> **Check your understanding**
• 1. Using the refactor loop page, explain why it recommends refactoring in small steps rather than doing one rewrite. Answer in one to three sentences.
• 2. Extend the refactor loop page past its last line.

> **Passage shown**
Why small steps instead of one rewrite?

Small, test-verified steps stay reviewable and revertible. One large rewrite is hard to review and hard to bisect when something breaks.

Templates/Refactor

RefactorMedium risk

Refactor Loop

Refactor a module in small, test-verified steps without changing its external behavior.

What this Loop Engineering template does

Refactor the target module in small steps, keeping external behavior identical and the test suite green after each step.

Behavior must not change. Run the tests after each step. Prefer many small, reversible changes over one large rewrite — for example, splitting a large file into focused modules until each is under a size budget.

When to use it

Splitting a large file into focused modules

Improving structure without behavior change

Incremental, test-backed refactors

When not to use it

Refactors without a test safety net

Mixing a refactor with new features

Validation checks

validation

✓Full test suite passes after each step

✓Public API and external behavior are unchanged

✓No file exceeds the agreed size budget

✓Type checks pass

Boundaries & stop rule

!Do not change external behavior or public APIs

!Do not mix in new features

!Do not delete tests

!Do not refactor unrelated modules

Stop rule — Stop when the refactor goal is met and tests are green, or after 5 failed steps. With Claude /goal, bound it by adding “or stop after N turns” to the condition. If a step breaks behavior, revert it, summarize what broke, and recommend a smaller step or a human decision.

Copy the loop prompt

claude-goal.txt

/goal Refactor the target module in small steps, keeping external behavior identical and the test suite green after each step.
Work toward this goal until all validation checks pass or the stop rule is reached.
Loop cycle:
1. Discovery — Read the latest signal for this template before acting: CI output, issue detail, review comment, dataset report, or content brief.
2. Handoff — Hand the work to one agent in an isolated branch, worktree, or clearly scoped session. Keep final approval with a human.
3. Verification — Use an independent review pass to confirm the result, inspect the diff or artifact, and reject shortcut work.
4. Persistence — Save a short run note with the signal reviewed, actions taken, validation result, and next recommended step.
5. Scheduling — Run manually until the loop is reliable; only then consider a scheduled or event-triggered run.

> **Records supplied**
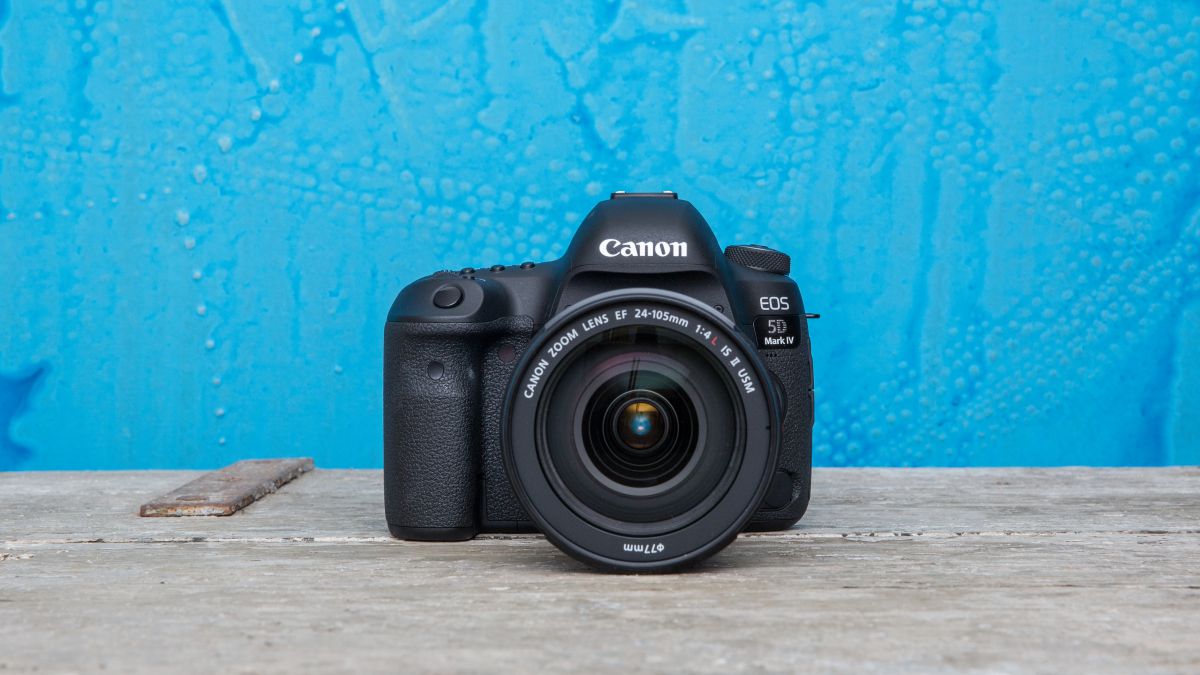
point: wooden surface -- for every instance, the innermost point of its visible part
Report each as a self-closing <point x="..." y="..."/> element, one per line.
<point x="892" y="571"/>
<point x="227" y="490"/>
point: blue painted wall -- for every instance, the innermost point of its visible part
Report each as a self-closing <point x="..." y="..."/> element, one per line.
<point x="205" y="208"/>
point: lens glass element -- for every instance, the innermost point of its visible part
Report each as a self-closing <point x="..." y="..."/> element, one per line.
<point x="640" y="429"/>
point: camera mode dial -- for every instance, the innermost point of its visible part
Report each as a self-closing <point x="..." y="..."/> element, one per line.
<point x="760" y="257"/>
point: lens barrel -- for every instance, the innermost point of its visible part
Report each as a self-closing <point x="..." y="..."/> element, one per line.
<point x="639" y="431"/>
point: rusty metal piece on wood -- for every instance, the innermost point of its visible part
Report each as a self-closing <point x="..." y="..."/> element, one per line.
<point x="228" y="490"/>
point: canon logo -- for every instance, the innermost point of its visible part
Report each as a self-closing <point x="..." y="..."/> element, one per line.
<point x="615" y="248"/>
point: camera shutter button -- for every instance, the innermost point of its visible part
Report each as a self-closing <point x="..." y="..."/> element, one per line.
<point x="447" y="297"/>
<point x="760" y="257"/>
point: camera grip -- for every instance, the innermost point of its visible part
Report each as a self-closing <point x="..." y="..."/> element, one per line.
<point x="793" y="371"/>
<point x="431" y="430"/>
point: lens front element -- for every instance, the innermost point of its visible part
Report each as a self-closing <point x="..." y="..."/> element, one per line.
<point x="640" y="425"/>
<point x="637" y="431"/>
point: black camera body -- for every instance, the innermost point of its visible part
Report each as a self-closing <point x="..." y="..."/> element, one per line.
<point x="640" y="400"/>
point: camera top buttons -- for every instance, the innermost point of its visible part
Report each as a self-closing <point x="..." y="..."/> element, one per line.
<point x="664" y="195"/>
<point x="447" y="297"/>
<point x="760" y="257"/>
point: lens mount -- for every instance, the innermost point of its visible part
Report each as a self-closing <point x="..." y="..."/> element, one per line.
<point x="639" y="432"/>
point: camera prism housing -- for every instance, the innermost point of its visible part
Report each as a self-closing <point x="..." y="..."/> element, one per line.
<point x="640" y="400"/>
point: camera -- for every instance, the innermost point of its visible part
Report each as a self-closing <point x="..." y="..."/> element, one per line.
<point x="640" y="401"/>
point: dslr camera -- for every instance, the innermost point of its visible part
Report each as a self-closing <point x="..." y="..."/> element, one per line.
<point x="640" y="401"/>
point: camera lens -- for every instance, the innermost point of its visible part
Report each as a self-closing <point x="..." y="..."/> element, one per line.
<point x="637" y="431"/>
<point x="639" y="441"/>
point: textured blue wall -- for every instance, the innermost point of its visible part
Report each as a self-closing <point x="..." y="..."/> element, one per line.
<point x="205" y="208"/>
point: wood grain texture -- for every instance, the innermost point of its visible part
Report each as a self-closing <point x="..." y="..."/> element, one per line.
<point x="1014" y="571"/>
<point x="227" y="490"/>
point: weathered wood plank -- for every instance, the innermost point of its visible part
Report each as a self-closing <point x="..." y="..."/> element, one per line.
<point x="910" y="571"/>
<point x="227" y="490"/>
<point x="348" y="505"/>
<point x="1025" y="603"/>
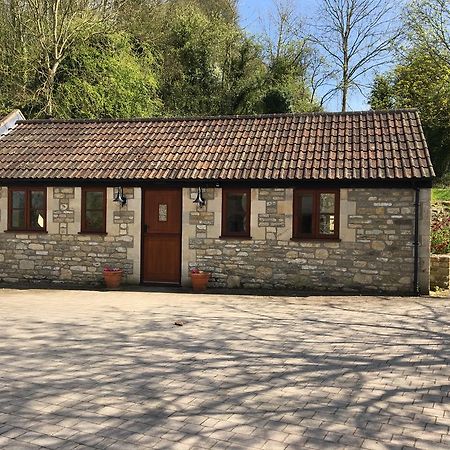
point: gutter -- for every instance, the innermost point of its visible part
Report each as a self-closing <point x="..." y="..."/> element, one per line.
<point x="416" y="242"/>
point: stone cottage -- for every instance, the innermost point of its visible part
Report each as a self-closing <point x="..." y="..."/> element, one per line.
<point x="330" y="201"/>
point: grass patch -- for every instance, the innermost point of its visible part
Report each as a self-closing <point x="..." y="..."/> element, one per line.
<point x="441" y="194"/>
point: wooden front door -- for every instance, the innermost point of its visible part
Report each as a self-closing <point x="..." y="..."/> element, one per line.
<point x="161" y="236"/>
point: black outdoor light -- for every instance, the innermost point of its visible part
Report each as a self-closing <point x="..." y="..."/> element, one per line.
<point x="119" y="196"/>
<point x="199" y="200"/>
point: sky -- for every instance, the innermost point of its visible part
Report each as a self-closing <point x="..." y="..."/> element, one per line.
<point x="252" y="14"/>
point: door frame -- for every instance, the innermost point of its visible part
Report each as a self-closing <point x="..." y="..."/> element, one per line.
<point x="160" y="187"/>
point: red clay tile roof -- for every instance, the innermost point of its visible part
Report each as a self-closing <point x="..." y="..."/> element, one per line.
<point x="322" y="146"/>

> **Results of the tasks**
• 1. Small steps that are each verified by the tests stay easy to review and easy to revert. One large rewrite is hard to review, and when something breaks it is hard to bisect to find the cause.

• 2.
Context:
Behavior must not change. Run the tests after each step. Prefer many small, reversible changes over one large rewrite — for example, splitting a large file into focused modules until each is under a size budget.
Validation:
Full test suite passes after each step
Public API and external behavior are unchanged
No file exceeds the agreed size budget
Type checks pass
Independent checker:
Use an independent review pass to confirm the result, inspect the diff or artifact, and reject shortcut work.
Boundaries:
Do not change external behavior or public APIs
Do not mix in new features
Do not delete tests
Do not refactor unrelated modules
Stop rule:
Stop when the refactor goal is met and tests are green, or after 5 failed steps. With Claude /goal, bound it by adding “or stop after N turns” to the condition.
Maximum iterations: 6
Budget:
Stop before exceeding the agreed per-run token budget.
Human approval:
Required before merge, deploy, delete, purchase, or external communication.
Fallback:
If a step breaks behavior, revert it, summarize what broke, and recommend a smaller step or a human decision.
Do not delete tests, bypass checks, or modify unrelated files just to satisfy the validation condition. If blocked, stop and summarize the blocker, attempted fixes, and recommended next action.

Failure modes to watch

Changing behavior while “just refactoring”

One giant rewrite that is hard to review

Dropping tests to make a step pass

Scope creep into unrelated code

Loop Engineering FAQ

A refactor must not change behavior — the tests that pass before must still pass after. A bug fix deliberately changes behavior and proves it with a new regression test.